Copy exactly the last part of the entries, starting from the line with "the form (216,340)." and including the final line.

Point labeling examples:
▬▬▬

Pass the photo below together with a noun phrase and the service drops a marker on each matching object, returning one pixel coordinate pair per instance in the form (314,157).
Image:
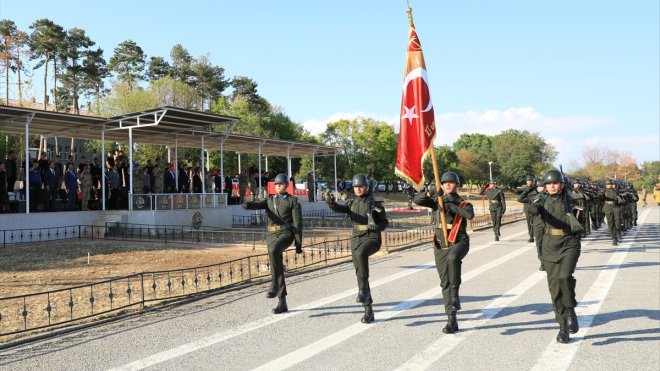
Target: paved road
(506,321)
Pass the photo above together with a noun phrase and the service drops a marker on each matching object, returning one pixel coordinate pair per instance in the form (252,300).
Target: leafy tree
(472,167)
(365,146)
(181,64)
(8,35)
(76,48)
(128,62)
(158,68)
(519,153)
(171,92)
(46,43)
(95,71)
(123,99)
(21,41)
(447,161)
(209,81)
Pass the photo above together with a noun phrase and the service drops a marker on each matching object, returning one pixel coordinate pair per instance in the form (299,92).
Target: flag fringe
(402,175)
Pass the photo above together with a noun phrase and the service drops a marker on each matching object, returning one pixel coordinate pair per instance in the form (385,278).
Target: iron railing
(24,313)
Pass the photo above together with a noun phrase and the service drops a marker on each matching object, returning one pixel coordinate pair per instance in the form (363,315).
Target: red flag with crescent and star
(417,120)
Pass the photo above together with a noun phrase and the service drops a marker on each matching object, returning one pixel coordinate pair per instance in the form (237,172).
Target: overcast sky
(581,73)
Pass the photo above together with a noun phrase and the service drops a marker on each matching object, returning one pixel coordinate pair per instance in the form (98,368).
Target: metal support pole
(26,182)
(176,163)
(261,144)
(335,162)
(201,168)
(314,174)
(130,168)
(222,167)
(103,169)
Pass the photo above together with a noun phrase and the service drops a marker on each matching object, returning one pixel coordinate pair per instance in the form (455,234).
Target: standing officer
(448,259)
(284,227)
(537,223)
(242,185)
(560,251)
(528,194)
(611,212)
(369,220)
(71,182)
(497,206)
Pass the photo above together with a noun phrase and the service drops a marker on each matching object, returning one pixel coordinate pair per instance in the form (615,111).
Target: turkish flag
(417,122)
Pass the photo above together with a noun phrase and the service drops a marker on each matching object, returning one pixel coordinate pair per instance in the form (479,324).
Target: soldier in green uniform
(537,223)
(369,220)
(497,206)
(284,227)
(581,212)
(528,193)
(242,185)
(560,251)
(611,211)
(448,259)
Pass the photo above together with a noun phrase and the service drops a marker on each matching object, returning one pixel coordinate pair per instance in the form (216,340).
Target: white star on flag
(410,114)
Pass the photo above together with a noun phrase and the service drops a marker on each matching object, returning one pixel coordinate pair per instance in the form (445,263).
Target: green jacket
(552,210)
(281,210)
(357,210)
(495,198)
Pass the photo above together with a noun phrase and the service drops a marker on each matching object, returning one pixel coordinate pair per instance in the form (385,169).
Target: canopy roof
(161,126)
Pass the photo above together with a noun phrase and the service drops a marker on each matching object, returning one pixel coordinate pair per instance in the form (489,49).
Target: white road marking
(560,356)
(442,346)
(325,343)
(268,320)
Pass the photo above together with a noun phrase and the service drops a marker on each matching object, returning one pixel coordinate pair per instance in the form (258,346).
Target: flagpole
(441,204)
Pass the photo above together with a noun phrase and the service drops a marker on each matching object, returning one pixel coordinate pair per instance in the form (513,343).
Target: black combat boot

▬▬▬

REPLY:
Pass the photo above together with a noun phrase and the service drops a marker on each matching object, returning one pixel coordinate pair per instance in the form (216,340).
Target: white star on flag
(410,114)
Pass the photo above together with a noun phrase and the service drops a marker on each matching object, returning one pixel coordinate pair per instance in the form (445,263).
Target: green jacket
(552,210)
(281,210)
(357,210)
(495,198)
Pass the photo above together with a noun phrase and the service drops a marker on each matching object, returning one pixel coordinate pair per instance in the form (385,169).
Target: canopy roof
(161,126)
Pass the photo above together with a noun phrase and the service drops a marker on each matching object, returning one pixel coordinate pair per instance in the form (489,49).
Target: white road marking
(560,356)
(442,346)
(325,343)
(268,320)
Pass the photo above together with a noun phrase and the service drops a marker on each matching object, returning one pixel coordinate pair per instance in the form (258,346).
Target: flagpole
(441,204)
Pass the photo above together with a noun phrase and the service drops a marker on each matching object, returning one pixel coordinate pair per instance in the form (513,343).
Target: black combat boot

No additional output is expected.